***** READING TEXT

The United States has spent years restricting the export of advanced AI chips. Now it is moving beyond hardware and targeting the AI models themselves. In a dramatic step that could reshape the global AI race, the Trump administration has ordered Anthropic to block foreign access to its most advanced systems, citing national security concerns.
The Trump administration has ordered AI company Anthropic to prevent foreign governments, companies and individuals from accessing its most advanced artificial intelligence models, marking one of the most significant expansions of US export controls into the AI software sector.
According to Reuters and Axios, Commerce Secretary Howard Lutnick informed Anthropic that its flagship models, Mythos 5 and Fable 5, would be subject to export restrictions both outside the United States and for foreign nationals within the country.
The move forced Anthropic into an extraordinary response.
Rather than attempting to separate American and foreign users immediately, the company announced it would disable access to the models entirely while it works to comply with the directive. Anthropic said the order effectively required it to suspend access for all customers.
At the center of the dispute is a reported security concern involving Fable 5.
Government officials believe there may be a way to “jailbreak” the model’s safeguards and use it to identify software vulnerabilities. Anthropic says it was provided only verbal evidence of what it described as a narrow and limited vulnerability and argued that such concerns do not justify recalling a commercial AI model.
The fight is no longer about who can build the most powerful AI. It is increasingly becoming about who is allowed to use it.
The decision represents a major shift in US AI policy.
For years, Washington’s efforts focused largely on restricting advanced semiconductors and chipmaking equipment from reaching rivals such as China. This latest action instead targets direct access to frontier AI systems themselves, potentially creating a new framework for controlling the spread of advanced artificial intelligence capabilities.
The order also affects close US allies.
Reports indicate the restrictions apply broadly to foreign nationals regardless of location, meaning users in countries such as the United Kingdom, Canada, Australia and others could lose access despite being long-standing American partners.
Anthropic has pushed back strongly against the government’s decision.

**********
***** EXERCISE DATA

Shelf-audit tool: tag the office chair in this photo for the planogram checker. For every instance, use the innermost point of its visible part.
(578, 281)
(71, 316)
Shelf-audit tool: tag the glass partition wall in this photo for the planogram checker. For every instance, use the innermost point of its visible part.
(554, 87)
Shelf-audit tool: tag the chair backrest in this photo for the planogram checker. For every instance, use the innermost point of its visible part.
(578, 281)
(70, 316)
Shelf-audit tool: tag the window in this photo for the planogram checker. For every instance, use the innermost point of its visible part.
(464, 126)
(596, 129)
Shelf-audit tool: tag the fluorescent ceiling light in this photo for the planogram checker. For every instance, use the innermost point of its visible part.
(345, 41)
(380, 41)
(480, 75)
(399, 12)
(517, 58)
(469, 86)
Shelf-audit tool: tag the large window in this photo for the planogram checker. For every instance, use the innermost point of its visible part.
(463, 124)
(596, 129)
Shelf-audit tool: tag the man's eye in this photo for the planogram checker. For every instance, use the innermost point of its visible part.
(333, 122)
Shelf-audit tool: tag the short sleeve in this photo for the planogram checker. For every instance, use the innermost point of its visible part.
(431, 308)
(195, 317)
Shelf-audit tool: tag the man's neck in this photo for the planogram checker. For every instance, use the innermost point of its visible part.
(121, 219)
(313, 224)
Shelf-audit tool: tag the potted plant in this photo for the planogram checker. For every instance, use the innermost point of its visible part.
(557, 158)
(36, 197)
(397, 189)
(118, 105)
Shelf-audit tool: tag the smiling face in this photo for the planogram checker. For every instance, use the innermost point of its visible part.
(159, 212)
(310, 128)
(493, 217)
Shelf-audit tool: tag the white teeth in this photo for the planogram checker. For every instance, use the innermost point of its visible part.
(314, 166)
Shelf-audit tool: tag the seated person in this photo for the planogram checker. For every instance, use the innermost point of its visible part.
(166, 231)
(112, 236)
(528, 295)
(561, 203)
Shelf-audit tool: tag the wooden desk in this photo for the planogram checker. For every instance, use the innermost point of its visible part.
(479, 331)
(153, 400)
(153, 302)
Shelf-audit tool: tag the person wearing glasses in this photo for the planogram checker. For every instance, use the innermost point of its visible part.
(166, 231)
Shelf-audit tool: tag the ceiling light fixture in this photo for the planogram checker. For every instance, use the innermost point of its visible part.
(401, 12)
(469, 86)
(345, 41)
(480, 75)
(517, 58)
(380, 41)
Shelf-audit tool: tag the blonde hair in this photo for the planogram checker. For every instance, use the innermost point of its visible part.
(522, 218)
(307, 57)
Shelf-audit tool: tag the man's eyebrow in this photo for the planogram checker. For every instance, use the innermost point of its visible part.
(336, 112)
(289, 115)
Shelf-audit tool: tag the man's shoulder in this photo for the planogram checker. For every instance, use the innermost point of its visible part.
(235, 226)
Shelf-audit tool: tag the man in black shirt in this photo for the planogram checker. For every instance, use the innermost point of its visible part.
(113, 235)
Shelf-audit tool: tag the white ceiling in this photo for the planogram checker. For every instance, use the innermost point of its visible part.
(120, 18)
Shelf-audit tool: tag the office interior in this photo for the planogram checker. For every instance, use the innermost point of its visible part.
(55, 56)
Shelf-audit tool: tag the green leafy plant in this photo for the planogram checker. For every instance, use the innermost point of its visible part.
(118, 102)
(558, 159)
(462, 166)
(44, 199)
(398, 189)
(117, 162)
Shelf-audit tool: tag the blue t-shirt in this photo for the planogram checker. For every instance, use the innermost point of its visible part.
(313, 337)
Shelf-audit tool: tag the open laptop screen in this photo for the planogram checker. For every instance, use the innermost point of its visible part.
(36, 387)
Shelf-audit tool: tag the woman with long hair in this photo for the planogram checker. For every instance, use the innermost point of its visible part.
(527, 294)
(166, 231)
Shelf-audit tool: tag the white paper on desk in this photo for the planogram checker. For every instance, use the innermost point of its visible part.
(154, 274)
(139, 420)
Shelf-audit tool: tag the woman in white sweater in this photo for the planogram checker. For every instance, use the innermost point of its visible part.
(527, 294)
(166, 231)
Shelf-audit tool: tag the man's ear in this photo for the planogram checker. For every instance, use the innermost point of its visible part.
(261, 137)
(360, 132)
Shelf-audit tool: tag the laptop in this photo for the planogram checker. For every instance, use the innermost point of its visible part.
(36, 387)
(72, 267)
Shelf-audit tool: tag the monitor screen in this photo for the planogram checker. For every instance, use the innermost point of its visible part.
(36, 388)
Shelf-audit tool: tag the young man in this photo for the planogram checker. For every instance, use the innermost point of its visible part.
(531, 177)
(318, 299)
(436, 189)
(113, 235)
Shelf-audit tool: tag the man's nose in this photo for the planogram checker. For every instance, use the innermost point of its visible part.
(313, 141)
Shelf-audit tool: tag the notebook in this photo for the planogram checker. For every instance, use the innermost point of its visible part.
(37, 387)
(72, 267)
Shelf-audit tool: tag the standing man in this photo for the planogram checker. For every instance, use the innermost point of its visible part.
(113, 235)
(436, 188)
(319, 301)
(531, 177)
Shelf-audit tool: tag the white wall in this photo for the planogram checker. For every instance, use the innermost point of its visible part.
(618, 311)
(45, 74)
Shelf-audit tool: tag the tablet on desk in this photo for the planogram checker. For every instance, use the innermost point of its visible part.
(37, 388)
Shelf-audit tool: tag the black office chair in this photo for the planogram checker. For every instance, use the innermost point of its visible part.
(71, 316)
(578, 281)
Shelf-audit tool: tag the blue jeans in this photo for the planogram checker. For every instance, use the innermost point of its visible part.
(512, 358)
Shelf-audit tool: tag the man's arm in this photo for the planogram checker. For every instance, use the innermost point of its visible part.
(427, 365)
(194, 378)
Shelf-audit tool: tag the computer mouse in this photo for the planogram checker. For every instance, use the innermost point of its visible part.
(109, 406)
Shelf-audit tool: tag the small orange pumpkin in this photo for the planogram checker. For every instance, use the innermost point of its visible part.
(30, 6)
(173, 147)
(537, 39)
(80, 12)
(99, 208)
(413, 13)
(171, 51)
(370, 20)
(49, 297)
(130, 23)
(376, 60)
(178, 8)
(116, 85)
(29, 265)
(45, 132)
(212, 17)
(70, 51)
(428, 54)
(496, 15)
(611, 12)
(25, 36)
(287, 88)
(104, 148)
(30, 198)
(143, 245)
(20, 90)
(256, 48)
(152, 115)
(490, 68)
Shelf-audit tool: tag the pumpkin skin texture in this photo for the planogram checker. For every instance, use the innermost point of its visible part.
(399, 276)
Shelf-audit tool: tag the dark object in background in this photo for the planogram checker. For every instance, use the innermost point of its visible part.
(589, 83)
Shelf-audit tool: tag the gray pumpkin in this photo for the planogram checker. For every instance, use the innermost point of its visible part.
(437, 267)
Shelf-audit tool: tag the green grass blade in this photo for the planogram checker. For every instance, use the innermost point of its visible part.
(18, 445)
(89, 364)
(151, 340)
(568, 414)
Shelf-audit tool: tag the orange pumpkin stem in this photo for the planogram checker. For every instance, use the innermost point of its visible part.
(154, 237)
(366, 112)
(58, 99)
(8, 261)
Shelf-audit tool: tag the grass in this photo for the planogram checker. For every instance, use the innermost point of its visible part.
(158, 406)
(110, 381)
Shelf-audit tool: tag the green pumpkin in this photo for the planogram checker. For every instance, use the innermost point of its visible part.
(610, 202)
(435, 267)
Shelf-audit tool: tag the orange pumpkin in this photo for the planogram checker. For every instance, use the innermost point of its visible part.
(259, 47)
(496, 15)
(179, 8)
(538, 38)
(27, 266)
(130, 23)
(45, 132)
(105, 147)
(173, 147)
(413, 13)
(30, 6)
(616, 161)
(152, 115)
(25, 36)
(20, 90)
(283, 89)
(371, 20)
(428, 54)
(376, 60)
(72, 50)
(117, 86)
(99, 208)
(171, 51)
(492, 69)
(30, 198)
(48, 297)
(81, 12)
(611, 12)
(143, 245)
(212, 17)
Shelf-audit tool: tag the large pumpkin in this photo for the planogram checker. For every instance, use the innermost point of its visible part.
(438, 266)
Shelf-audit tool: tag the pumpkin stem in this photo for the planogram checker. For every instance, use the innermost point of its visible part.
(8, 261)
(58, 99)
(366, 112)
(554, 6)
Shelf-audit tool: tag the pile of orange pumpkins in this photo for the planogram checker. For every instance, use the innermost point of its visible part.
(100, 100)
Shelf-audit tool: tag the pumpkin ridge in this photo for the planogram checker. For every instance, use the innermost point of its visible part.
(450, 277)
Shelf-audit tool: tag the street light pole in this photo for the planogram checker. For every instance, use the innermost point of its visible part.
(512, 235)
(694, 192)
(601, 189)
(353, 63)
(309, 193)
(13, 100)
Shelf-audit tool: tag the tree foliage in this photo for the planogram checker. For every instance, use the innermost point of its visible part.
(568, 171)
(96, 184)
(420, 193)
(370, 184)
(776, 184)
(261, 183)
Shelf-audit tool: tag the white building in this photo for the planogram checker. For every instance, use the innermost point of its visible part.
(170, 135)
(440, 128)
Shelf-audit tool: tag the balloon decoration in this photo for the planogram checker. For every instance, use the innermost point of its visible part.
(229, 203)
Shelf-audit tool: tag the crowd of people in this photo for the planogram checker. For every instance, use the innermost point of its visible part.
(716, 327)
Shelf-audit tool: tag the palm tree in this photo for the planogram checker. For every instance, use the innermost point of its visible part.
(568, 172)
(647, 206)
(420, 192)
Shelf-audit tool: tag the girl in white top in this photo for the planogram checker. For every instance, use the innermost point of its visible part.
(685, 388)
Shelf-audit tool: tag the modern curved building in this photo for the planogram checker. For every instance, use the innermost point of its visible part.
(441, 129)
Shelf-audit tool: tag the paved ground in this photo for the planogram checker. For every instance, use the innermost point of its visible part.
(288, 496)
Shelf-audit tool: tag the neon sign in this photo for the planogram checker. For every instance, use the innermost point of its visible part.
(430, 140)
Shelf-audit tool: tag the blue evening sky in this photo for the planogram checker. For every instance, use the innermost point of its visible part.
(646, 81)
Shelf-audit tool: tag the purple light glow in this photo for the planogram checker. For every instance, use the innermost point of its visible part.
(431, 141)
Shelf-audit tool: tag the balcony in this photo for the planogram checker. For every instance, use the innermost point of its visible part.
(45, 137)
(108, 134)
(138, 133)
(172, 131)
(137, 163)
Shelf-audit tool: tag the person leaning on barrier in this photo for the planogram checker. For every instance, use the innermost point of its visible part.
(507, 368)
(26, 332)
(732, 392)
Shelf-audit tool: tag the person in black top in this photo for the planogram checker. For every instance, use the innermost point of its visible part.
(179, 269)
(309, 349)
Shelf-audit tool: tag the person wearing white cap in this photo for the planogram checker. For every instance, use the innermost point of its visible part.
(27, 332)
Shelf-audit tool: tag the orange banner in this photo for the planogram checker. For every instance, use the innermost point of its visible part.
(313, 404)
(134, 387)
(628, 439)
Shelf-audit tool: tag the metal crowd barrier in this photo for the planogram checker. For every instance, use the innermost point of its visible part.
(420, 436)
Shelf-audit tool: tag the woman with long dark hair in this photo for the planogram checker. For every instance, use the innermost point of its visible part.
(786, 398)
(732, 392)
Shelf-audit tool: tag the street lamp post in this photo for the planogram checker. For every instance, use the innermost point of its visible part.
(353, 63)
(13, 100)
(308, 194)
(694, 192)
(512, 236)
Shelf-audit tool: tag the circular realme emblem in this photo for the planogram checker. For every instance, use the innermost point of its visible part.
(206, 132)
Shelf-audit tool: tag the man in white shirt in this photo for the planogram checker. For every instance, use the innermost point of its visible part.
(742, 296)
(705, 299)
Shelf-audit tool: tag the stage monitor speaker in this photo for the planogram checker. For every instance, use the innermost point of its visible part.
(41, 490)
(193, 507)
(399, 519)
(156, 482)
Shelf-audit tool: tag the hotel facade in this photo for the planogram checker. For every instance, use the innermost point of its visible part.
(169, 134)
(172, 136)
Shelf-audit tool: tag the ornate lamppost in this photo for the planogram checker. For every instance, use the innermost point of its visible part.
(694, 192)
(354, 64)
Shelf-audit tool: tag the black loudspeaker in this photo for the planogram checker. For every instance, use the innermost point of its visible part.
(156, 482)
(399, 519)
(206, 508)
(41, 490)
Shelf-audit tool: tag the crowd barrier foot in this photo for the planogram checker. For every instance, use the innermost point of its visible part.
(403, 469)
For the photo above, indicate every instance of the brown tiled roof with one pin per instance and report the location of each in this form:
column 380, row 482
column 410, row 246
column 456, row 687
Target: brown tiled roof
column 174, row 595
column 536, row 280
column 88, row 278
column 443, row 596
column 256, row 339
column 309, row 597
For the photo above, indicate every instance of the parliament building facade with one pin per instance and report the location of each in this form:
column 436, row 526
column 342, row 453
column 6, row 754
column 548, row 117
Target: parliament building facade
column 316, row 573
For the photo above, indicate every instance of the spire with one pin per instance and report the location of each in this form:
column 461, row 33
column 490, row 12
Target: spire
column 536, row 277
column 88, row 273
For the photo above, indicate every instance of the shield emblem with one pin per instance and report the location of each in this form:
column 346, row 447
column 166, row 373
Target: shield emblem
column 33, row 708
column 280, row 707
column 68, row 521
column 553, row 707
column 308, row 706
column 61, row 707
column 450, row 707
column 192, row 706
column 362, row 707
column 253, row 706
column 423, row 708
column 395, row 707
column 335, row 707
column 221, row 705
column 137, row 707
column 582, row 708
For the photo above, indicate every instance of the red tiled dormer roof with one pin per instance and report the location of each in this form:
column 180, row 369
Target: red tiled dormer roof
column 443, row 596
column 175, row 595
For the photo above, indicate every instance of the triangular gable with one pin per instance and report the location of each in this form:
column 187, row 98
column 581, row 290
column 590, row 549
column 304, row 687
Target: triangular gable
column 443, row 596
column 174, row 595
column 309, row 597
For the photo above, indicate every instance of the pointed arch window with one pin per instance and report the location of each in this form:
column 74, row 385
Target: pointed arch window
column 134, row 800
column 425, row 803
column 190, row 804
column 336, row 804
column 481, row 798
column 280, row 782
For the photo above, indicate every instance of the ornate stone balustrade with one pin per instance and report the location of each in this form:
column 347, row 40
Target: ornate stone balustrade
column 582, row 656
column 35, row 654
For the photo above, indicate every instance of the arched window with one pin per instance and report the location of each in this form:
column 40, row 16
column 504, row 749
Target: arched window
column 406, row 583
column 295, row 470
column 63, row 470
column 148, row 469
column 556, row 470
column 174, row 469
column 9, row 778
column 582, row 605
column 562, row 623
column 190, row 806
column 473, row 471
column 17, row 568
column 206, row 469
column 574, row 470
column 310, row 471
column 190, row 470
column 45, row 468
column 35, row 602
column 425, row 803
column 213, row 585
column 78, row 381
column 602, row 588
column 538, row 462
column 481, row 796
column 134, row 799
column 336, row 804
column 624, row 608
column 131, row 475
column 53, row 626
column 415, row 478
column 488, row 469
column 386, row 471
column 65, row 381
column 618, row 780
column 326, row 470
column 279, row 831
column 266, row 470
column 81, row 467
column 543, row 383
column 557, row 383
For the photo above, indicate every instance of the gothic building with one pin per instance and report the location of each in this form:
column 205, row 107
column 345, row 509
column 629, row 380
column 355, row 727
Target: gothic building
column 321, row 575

**********

**ACTIVITY**
Please write the next part of the article about the US order restricting foreign access to Anthropic's AI models, starting after its final sentence. None of the data matters for what you are asked to do here.

**RESPONSE**
The company said it believes there has been a misunderstanding and warned that applying the same standard across the AI industry could effectively halt the deployment of future frontier models. Executives have expressed concern that regulators are reacting to hypothetical risks without sufficient evidence of actual harm.
The confrontation comes against the backdrop of a complicated relationship between Anthropic and the Trump administration.
Earlier this year, tensions emerged after disputes involving military applications of AI and government concerns about national security. While relations appeared to be improving in recent months, the latest order has reopened a major conflict between the company and federal officials.
Amazon reportedly played a role in bringing the issue to government attention.
Reuters reported that Amazon CEO Andy Jassy raised concerns with senior administration officials after information surfaced about a potential method for bypassing safeguards in Anthropic’s latest systems. Those concerns contributed to the administration’s decision to intervene.
The broader implications could be enormous.
If the restrictions remain in place, they may establish a precedent allowing governments to treat advanced AI models as strategic national assets similar to sensitive military technologies. Other AI companies could eventually face similar export controls if their systems reach certain capability thresholds.
For now, Anthropic says it is working with federal officials to resolve the issue and restore access.
But the episode has already sent a clear message across the technology industry: the next battleground in the global AI race may not be building powerful models, but controlling who gets to use them.